◆ TO DO:
Copy the rows below without any change, from the row containing "the car door." down to the row containing "359), (112, 286)]", including both of those rows.

◆ RECORDS FOR THE TASK:
________________________
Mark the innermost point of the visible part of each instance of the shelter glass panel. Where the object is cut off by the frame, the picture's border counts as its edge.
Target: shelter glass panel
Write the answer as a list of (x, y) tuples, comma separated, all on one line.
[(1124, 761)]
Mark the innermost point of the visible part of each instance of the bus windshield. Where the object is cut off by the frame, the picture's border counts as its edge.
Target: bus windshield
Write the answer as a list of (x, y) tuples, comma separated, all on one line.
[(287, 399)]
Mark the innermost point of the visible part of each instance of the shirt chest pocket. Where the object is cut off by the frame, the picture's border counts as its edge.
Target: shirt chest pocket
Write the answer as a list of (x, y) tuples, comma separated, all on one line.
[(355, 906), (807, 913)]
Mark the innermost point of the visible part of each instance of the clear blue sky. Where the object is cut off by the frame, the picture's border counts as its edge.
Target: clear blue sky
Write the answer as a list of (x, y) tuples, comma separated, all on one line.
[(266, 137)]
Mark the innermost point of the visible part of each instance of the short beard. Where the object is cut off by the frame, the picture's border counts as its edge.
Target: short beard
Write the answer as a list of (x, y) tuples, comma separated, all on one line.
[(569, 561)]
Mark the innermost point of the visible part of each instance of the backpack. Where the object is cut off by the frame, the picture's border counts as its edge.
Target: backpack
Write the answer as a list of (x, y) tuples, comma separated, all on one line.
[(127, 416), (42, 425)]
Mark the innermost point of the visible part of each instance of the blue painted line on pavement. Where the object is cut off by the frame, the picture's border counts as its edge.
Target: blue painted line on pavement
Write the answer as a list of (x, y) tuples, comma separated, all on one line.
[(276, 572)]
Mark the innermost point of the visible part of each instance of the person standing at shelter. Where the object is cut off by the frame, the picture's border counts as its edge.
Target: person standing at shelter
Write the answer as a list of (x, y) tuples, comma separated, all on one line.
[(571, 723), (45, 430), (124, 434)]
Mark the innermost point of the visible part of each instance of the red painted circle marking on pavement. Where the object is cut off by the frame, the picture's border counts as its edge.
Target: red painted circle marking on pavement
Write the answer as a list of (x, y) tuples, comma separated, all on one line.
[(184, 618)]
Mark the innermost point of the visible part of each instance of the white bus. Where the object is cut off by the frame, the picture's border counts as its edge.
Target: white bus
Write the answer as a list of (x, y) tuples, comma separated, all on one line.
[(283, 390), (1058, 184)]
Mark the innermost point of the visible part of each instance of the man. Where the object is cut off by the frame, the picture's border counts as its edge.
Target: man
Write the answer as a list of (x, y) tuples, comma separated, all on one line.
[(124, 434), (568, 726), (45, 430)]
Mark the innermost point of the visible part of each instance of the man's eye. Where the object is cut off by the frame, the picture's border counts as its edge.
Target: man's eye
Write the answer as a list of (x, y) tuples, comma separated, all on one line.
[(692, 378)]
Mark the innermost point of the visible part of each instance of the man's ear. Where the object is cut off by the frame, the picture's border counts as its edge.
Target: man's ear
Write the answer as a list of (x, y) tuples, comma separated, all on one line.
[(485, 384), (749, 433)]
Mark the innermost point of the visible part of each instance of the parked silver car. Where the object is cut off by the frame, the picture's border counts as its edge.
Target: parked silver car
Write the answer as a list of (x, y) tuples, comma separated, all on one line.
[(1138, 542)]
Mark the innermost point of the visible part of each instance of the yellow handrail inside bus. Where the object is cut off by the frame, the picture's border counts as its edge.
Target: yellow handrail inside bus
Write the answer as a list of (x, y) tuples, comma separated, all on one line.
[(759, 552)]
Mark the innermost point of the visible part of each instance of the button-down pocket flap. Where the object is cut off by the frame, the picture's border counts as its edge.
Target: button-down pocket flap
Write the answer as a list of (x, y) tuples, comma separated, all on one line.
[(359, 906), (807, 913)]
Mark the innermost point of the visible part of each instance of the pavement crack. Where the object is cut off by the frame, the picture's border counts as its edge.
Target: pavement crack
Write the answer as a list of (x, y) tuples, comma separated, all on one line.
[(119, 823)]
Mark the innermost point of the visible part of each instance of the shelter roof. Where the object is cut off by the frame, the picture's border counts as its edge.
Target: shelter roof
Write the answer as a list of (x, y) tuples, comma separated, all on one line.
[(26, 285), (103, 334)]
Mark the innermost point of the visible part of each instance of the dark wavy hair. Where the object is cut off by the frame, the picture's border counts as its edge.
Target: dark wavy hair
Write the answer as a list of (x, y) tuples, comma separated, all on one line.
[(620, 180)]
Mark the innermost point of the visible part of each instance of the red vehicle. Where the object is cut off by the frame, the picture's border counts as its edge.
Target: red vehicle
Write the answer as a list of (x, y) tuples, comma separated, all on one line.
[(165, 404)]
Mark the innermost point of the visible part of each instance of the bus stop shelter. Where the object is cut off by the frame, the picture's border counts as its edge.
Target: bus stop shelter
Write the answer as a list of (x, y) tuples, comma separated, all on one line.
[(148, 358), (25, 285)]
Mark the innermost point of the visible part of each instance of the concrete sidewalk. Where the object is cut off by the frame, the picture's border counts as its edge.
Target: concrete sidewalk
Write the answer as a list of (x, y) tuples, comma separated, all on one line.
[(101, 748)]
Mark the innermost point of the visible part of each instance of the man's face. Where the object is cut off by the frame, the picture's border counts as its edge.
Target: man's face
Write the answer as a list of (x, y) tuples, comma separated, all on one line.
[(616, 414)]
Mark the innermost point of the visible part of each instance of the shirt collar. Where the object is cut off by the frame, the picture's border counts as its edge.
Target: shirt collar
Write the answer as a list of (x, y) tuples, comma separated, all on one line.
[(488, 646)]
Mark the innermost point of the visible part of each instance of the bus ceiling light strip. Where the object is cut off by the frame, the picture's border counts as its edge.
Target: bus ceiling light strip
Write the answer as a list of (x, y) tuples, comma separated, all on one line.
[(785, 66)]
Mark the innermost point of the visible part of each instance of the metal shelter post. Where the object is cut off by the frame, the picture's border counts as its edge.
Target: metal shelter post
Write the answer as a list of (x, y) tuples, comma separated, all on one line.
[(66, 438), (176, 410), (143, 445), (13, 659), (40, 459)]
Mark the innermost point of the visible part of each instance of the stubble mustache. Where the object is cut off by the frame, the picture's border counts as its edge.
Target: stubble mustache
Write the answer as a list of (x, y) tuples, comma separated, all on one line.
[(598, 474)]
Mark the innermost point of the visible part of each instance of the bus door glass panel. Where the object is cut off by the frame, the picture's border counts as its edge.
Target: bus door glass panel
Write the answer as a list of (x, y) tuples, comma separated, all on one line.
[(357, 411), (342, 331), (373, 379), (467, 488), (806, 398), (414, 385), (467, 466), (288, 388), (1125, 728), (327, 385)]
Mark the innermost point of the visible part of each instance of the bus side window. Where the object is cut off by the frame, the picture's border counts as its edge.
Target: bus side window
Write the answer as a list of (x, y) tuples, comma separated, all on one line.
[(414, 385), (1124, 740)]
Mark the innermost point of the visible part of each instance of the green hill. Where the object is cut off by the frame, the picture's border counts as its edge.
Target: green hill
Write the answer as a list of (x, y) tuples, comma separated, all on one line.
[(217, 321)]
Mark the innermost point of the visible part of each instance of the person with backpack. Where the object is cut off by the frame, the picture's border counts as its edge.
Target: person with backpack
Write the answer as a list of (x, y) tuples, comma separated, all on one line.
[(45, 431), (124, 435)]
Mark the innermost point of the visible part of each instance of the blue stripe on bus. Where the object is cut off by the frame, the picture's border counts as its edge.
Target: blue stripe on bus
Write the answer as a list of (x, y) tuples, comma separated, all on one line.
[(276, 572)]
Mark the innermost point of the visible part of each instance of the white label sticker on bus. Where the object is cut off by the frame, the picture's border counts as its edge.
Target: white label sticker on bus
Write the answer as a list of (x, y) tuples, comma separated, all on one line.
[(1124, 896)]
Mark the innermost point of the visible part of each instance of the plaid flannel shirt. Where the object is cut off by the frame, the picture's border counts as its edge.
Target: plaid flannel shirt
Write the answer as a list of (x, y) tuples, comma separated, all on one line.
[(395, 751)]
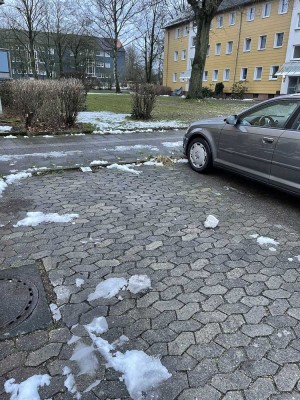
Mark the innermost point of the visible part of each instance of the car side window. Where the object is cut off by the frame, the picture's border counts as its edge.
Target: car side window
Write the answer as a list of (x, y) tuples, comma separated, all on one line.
[(273, 115)]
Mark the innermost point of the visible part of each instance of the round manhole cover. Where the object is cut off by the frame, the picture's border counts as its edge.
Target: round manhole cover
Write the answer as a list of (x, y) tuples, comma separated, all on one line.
[(18, 299)]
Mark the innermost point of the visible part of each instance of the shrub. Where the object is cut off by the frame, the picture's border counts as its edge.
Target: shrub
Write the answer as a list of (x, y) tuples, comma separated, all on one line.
[(207, 92), (143, 101), (239, 89), (46, 104), (219, 89)]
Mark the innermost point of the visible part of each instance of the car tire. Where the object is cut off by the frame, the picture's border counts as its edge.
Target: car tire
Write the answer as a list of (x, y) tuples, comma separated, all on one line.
[(199, 155)]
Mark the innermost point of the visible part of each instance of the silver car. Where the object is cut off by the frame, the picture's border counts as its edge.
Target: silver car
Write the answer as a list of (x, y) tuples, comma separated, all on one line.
[(261, 143)]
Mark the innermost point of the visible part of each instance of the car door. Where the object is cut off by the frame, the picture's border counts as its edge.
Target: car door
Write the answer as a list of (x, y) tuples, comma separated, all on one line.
[(248, 146), (285, 166)]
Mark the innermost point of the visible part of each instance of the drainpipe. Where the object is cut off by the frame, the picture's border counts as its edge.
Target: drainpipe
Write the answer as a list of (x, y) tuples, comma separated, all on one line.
[(238, 46)]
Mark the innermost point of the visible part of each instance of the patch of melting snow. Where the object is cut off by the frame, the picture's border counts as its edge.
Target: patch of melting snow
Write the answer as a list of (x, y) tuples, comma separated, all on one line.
[(211, 222), (28, 389), (38, 217), (125, 168), (55, 312), (140, 372), (86, 359), (112, 286)]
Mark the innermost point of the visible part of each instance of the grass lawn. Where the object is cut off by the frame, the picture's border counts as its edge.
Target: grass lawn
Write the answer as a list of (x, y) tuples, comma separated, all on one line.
[(169, 108)]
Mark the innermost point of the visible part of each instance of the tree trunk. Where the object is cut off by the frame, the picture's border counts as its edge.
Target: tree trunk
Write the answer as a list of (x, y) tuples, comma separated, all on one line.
[(202, 38)]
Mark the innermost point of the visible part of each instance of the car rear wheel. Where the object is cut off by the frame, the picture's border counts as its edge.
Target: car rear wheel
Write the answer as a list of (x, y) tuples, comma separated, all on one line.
[(199, 155)]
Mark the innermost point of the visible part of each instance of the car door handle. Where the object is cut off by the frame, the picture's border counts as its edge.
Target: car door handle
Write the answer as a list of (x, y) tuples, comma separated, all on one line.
[(268, 140)]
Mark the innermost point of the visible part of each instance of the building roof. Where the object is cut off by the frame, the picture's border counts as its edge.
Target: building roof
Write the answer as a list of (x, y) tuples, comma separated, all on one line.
[(225, 5)]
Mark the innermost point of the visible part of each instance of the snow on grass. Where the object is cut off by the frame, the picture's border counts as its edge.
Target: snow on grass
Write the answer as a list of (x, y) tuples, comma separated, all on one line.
[(55, 312), (5, 128), (3, 186), (108, 288), (38, 217), (139, 283), (53, 154), (125, 168), (79, 282), (70, 383), (92, 386), (136, 147), (28, 389), (211, 222), (86, 359), (264, 240), (140, 371), (95, 163), (108, 122), (172, 145)]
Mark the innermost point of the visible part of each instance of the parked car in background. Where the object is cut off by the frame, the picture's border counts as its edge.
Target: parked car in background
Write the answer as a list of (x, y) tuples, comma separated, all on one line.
[(261, 143)]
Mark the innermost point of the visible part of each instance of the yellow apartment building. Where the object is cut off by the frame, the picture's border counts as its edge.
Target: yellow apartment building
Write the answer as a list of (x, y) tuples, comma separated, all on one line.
[(253, 41)]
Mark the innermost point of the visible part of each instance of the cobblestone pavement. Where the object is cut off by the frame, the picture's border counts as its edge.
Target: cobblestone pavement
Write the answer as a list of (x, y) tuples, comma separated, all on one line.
[(223, 312)]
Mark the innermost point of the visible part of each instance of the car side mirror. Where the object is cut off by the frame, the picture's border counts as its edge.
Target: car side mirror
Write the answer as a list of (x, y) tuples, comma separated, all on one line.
[(231, 120)]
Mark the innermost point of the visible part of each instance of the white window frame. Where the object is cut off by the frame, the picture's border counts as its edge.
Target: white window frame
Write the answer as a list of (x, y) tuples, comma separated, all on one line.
[(256, 69), (266, 10), (245, 41), (242, 74), (225, 72), (215, 75), (276, 40), (260, 42), (272, 73), (232, 18), (229, 51), (250, 13), (220, 21), (283, 6)]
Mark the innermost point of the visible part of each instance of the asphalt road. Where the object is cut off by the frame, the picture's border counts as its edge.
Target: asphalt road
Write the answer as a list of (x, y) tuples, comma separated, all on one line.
[(68, 151)]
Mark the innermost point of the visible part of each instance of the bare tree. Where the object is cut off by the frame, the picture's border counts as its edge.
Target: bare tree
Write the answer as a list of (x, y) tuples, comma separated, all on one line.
[(204, 11), (114, 19), (24, 18)]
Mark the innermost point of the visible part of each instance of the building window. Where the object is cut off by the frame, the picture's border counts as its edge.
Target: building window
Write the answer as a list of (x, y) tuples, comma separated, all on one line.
[(296, 52), (220, 21), (257, 73), (262, 42), (278, 42), (243, 75), (247, 44), (273, 70), (250, 13), (229, 47), (266, 10), (215, 74), (283, 6), (226, 74), (232, 17)]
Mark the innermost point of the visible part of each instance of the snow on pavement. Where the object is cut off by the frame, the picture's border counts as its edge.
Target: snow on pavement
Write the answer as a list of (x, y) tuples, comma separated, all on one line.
[(38, 217), (28, 389)]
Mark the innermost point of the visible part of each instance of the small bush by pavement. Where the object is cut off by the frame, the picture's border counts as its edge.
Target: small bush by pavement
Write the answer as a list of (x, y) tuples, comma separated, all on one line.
[(143, 101)]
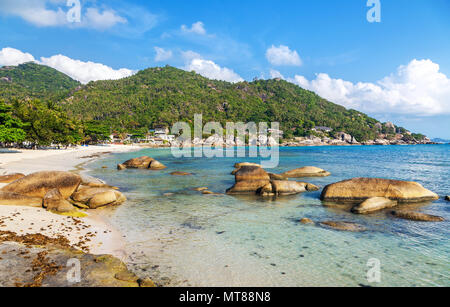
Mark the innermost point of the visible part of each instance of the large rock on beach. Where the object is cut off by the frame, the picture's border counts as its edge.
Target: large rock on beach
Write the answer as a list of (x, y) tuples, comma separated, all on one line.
[(344, 226), (359, 189), (416, 216), (373, 204), (98, 197), (279, 187), (307, 171), (14, 199), (54, 201), (11, 177), (247, 173), (38, 184)]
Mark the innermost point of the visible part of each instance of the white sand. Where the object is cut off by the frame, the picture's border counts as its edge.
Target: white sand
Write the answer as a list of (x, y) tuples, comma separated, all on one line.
[(26, 220), (30, 161)]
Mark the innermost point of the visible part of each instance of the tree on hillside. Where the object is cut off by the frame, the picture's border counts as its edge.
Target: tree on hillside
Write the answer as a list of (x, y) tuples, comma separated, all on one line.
[(10, 127)]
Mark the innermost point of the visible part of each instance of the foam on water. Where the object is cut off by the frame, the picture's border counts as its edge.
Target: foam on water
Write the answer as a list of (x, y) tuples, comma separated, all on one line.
[(204, 240)]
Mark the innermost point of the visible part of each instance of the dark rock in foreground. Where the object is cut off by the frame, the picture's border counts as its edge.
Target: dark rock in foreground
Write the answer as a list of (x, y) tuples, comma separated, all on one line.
[(360, 189), (416, 216)]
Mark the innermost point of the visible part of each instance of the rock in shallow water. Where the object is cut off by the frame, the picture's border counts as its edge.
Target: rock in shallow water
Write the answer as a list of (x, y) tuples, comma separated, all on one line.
[(307, 171), (14, 199), (416, 216), (344, 226), (373, 204), (360, 189), (38, 184)]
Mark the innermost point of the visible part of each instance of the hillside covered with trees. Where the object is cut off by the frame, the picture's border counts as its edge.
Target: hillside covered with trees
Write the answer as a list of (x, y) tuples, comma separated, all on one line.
[(43, 105)]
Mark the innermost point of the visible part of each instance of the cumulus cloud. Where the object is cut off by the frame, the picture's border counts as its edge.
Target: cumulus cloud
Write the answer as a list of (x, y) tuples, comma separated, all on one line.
[(85, 71), (13, 57), (196, 28), (162, 54), (418, 88), (208, 69), (50, 13), (283, 56)]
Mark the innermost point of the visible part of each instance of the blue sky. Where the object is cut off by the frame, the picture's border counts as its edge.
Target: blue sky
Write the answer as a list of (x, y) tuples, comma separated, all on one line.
[(395, 70)]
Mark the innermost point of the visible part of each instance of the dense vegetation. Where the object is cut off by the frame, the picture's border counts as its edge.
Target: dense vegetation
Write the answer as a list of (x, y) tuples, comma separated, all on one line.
[(168, 95), (45, 106), (34, 81)]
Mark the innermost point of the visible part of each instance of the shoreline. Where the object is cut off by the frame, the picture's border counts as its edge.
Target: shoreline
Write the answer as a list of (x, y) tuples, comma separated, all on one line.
[(93, 233)]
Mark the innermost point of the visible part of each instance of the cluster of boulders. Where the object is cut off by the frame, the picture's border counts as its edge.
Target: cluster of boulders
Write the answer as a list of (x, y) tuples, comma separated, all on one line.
[(59, 192), (253, 179), (374, 194), (142, 163)]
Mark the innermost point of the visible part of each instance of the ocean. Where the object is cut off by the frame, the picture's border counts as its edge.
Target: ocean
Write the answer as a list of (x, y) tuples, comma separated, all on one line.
[(180, 237)]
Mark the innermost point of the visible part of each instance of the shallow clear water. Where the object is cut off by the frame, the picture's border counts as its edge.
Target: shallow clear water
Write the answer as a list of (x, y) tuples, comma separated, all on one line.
[(192, 239)]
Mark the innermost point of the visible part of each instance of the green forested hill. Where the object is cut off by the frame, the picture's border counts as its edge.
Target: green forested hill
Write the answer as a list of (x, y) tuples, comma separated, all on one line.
[(34, 81), (167, 95)]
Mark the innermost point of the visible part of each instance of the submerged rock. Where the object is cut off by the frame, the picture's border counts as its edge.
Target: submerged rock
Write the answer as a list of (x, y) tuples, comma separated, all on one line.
[(98, 197), (11, 177), (141, 162), (14, 199), (247, 173), (360, 189), (373, 204), (306, 221), (38, 184), (416, 216), (54, 201), (247, 187), (278, 187), (344, 226), (180, 174), (307, 171)]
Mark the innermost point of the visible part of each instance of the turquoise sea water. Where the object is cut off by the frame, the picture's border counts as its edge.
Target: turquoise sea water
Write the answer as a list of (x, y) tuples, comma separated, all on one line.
[(187, 238)]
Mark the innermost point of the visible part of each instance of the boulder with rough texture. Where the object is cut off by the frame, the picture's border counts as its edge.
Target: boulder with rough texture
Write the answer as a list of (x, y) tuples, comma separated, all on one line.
[(306, 221), (11, 177), (278, 187), (156, 165), (344, 226), (38, 184), (247, 186), (141, 162), (416, 216), (98, 197), (373, 204), (307, 171), (14, 199), (246, 173), (180, 174), (54, 201), (360, 189)]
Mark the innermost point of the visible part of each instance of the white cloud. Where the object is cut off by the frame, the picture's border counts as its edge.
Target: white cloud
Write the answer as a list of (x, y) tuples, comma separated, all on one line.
[(13, 57), (196, 28), (283, 56), (209, 69), (51, 13), (275, 74), (85, 71), (418, 88), (162, 54), (101, 20)]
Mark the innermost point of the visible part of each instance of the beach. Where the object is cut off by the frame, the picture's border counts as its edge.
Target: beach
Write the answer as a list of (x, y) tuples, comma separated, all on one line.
[(102, 237)]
________________________
◆ SOLUTION FOR THIS PROBLEM:
Mark the innermost point of the visible part of each instance of the car door. Where the object is cut off by the frame, the picture's border counts as its edge.
Target: car door
Write the answer as a list of (x, y) tuples, comma separated, all on one line.
[(248, 146), (285, 166)]
Mark the innermost point of the visible part of each instance of the drainpipe. Where the object is cut off by the frame, the picture's border counts as its edge.
Target: drainpipe
Write the answer as a list of (x, y) tuples, comma separated, all on one line.
[(238, 46)]
Mark the innermost point of the visible part of each instance of the patch of melting snow. Where the object is cut off by the frame, the picture's border counts as its edge.
Target: patch of melting snow
Write the answer as a list of (x, y) tuples, comma separated, all on one line.
[(211, 222), (28, 389), (38, 217), (125, 168), (55, 312), (140, 372), (86, 359), (112, 286)]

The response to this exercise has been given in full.